* Goal of the exercise *
Quote each line exactly, from the line that contains "Guideline: for every instance of the shoreline, the" down to the last line of the listing, and no other lines.

====== Raw records

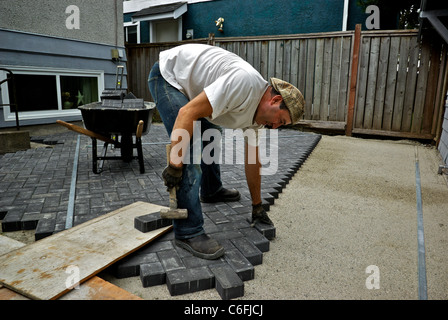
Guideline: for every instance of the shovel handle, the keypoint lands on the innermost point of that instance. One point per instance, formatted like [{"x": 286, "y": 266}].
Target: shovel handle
[{"x": 139, "y": 132}]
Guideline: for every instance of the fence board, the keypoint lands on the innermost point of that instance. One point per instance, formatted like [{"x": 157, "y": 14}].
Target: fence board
[
  {"x": 309, "y": 90},
  {"x": 391, "y": 80},
  {"x": 422, "y": 81},
  {"x": 381, "y": 83},
  {"x": 398, "y": 79},
  {"x": 364, "y": 55},
  {"x": 411, "y": 80},
  {"x": 344, "y": 79},
  {"x": 335, "y": 80},
  {"x": 400, "y": 85}
]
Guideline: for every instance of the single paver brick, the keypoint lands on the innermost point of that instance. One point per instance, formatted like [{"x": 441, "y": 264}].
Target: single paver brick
[
  {"x": 249, "y": 250},
  {"x": 239, "y": 264},
  {"x": 130, "y": 266},
  {"x": 150, "y": 222},
  {"x": 228, "y": 284},
  {"x": 170, "y": 260},
  {"x": 259, "y": 240},
  {"x": 152, "y": 274},
  {"x": 184, "y": 281}
]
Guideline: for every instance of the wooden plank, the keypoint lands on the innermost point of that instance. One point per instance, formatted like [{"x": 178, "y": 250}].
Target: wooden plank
[
  {"x": 98, "y": 289},
  {"x": 397, "y": 134},
  {"x": 326, "y": 78},
  {"x": 344, "y": 80},
  {"x": 264, "y": 59},
  {"x": 286, "y": 69},
  {"x": 7, "y": 245},
  {"x": 257, "y": 55},
  {"x": 294, "y": 70},
  {"x": 278, "y": 58},
  {"x": 326, "y": 125},
  {"x": 308, "y": 95},
  {"x": 371, "y": 83},
  {"x": 357, "y": 86},
  {"x": 271, "y": 59},
  {"x": 411, "y": 79},
  {"x": 301, "y": 73},
  {"x": 362, "y": 85},
  {"x": 381, "y": 83},
  {"x": 428, "y": 112},
  {"x": 317, "y": 98},
  {"x": 335, "y": 83},
  {"x": 38, "y": 270},
  {"x": 93, "y": 289},
  {"x": 353, "y": 81},
  {"x": 391, "y": 80},
  {"x": 401, "y": 84},
  {"x": 422, "y": 80}
]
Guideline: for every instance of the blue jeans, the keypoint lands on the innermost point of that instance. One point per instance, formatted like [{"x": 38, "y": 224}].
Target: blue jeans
[{"x": 196, "y": 178}]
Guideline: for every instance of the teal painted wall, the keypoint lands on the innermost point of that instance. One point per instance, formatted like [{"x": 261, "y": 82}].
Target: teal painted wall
[{"x": 264, "y": 17}]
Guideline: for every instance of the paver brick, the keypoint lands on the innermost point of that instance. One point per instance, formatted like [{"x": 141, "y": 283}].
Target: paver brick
[
  {"x": 189, "y": 280},
  {"x": 170, "y": 260},
  {"x": 240, "y": 264},
  {"x": 228, "y": 284},
  {"x": 249, "y": 250},
  {"x": 36, "y": 185}
]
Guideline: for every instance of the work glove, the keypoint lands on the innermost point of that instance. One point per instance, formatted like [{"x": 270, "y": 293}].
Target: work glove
[
  {"x": 260, "y": 215},
  {"x": 172, "y": 176}
]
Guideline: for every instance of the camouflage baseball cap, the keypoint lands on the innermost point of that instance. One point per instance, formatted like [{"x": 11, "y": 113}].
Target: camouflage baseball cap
[{"x": 292, "y": 97}]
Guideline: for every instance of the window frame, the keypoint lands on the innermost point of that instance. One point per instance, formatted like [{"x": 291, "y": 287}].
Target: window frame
[{"x": 9, "y": 115}]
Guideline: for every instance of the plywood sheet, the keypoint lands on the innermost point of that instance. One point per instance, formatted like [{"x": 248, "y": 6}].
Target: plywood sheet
[{"x": 42, "y": 270}]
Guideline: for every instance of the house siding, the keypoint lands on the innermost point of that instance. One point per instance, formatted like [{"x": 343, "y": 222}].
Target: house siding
[
  {"x": 97, "y": 19},
  {"x": 34, "y": 35}
]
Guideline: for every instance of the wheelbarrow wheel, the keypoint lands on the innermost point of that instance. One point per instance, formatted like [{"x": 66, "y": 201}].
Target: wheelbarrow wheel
[{"x": 126, "y": 148}]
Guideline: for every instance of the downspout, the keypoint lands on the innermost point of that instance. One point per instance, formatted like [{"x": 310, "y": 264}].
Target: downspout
[{"x": 345, "y": 15}]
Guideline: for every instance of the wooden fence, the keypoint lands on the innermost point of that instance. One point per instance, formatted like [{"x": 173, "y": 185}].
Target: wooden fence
[{"x": 374, "y": 82}]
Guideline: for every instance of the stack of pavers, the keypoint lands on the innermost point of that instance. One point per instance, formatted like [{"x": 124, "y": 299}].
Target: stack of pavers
[{"x": 35, "y": 187}]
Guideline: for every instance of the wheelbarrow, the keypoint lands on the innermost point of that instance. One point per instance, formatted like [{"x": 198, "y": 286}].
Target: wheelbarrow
[{"x": 115, "y": 122}]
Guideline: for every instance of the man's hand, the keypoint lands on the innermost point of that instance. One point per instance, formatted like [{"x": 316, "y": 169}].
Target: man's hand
[
  {"x": 172, "y": 176},
  {"x": 260, "y": 215}
]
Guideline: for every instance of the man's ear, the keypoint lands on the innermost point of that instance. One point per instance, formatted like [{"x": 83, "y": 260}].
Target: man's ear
[{"x": 277, "y": 98}]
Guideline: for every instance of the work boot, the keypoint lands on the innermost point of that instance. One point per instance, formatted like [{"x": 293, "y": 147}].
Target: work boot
[
  {"x": 260, "y": 215},
  {"x": 202, "y": 246},
  {"x": 223, "y": 195}
]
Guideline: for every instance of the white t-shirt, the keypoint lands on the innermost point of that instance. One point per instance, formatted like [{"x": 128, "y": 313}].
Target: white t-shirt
[{"x": 233, "y": 87}]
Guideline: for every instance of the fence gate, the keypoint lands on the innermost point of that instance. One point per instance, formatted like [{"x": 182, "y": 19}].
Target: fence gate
[{"x": 397, "y": 85}]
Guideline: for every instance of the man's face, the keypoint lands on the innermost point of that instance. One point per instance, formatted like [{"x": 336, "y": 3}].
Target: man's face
[{"x": 272, "y": 116}]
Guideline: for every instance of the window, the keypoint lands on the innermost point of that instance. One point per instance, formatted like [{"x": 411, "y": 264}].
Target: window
[
  {"x": 77, "y": 91},
  {"x": 43, "y": 93},
  {"x": 132, "y": 32}
]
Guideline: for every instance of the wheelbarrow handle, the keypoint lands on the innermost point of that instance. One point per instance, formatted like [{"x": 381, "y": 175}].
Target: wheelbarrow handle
[
  {"x": 86, "y": 132},
  {"x": 139, "y": 132}
]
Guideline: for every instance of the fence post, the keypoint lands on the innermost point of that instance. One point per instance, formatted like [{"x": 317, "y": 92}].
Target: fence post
[
  {"x": 353, "y": 79},
  {"x": 211, "y": 39}
]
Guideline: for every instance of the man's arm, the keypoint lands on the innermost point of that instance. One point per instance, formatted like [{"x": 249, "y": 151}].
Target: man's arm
[
  {"x": 253, "y": 176},
  {"x": 197, "y": 108}
]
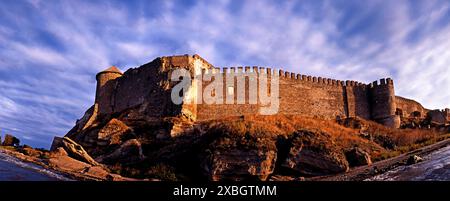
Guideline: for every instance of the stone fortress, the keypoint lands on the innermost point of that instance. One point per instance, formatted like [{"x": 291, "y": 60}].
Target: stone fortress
[{"x": 148, "y": 88}]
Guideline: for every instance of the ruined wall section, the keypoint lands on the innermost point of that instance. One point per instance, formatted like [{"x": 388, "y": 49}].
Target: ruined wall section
[
  {"x": 356, "y": 95},
  {"x": 106, "y": 83},
  {"x": 312, "y": 96}
]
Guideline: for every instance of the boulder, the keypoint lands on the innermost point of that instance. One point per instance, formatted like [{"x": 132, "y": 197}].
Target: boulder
[
  {"x": 67, "y": 163},
  {"x": 77, "y": 151},
  {"x": 10, "y": 140},
  {"x": 57, "y": 142},
  {"x": 314, "y": 153},
  {"x": 58, "y": 152},
  {"x": 31, "y": 152},
  {"x": 414, "y": 159},
  {"x": 358, "y": 157},
  {"x": 239, "y": 164},
  {"x": 128, "y": 153}
]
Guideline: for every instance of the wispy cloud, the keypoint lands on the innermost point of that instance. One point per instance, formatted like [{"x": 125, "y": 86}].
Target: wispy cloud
[{"x": 50, "y": 51}]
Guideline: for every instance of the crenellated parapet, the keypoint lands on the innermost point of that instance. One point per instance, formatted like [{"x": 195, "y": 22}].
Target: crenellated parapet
[
  {"x": 383, "y": 102},
  {"x": 299, "y": 94}
]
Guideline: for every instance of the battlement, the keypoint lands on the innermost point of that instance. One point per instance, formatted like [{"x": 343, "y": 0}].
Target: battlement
[{"x": 299, "y": 94}]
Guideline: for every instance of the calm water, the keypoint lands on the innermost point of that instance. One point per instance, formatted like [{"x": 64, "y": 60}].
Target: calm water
[
  {"x": 12, "y": 169},
  {"x": 435, "y": 167}
]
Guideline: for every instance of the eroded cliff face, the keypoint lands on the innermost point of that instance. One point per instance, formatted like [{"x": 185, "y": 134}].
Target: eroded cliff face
[{"x": 136, "y": 129}]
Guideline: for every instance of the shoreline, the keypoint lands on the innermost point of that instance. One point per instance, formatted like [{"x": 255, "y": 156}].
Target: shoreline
[{"x": 365, "y": 172}]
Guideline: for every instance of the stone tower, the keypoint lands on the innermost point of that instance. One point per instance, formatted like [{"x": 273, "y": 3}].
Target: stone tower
[
  {"x": 382, "y": 99},
  {"x": 106, "y": 82}
]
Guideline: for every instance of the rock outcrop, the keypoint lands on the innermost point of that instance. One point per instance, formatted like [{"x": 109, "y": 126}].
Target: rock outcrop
[
  {"x": 314, "y": 153},
  {"x": 414, "y": 159},
  {"x": 10, "y": 140},
  {"x": 128, "y": 153}
]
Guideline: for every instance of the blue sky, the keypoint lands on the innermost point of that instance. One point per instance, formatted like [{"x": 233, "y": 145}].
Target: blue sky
[{"x": 51, "y": 50}]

============

* Exercise output *
Guideline: for every instance of the shoreline, the keypoint lands on the innermost point of that instance. One point per instance, formatted like [{"x": 255, "y": 156}].
Target: shoreline
[{"x": 365, "y": 172}]
Guideline: for every instance of the stone tower, the keypoint lands on the innermost point of that instance. One point per instance, formatted like [{"x": 273, "y": 3}].
Target: stone tower
[
  {"x": 382, "y": 99},
  {"x": 106, "y": 82}
]
Guideline: for every instance of the rock outcrop, the keypoint lands on the innermost point of that instance. One point per instance, formatted like [{"x": 109, "y": 126}].
Target: rock outcrop
[
  {"x": 314, "y": 153},
  {"x": 414, "y": 159},
  {"x": 10, "y": 140},
  {"x": 128, "y": 153}
]
Guideline: for every instance of the blue sky, the keypoint lands on the innermost point of that instance. One point per instance, formatted like [{"x": 233, "y": 145}].
Target: blue sky
[{"x": 51, "y": 50}]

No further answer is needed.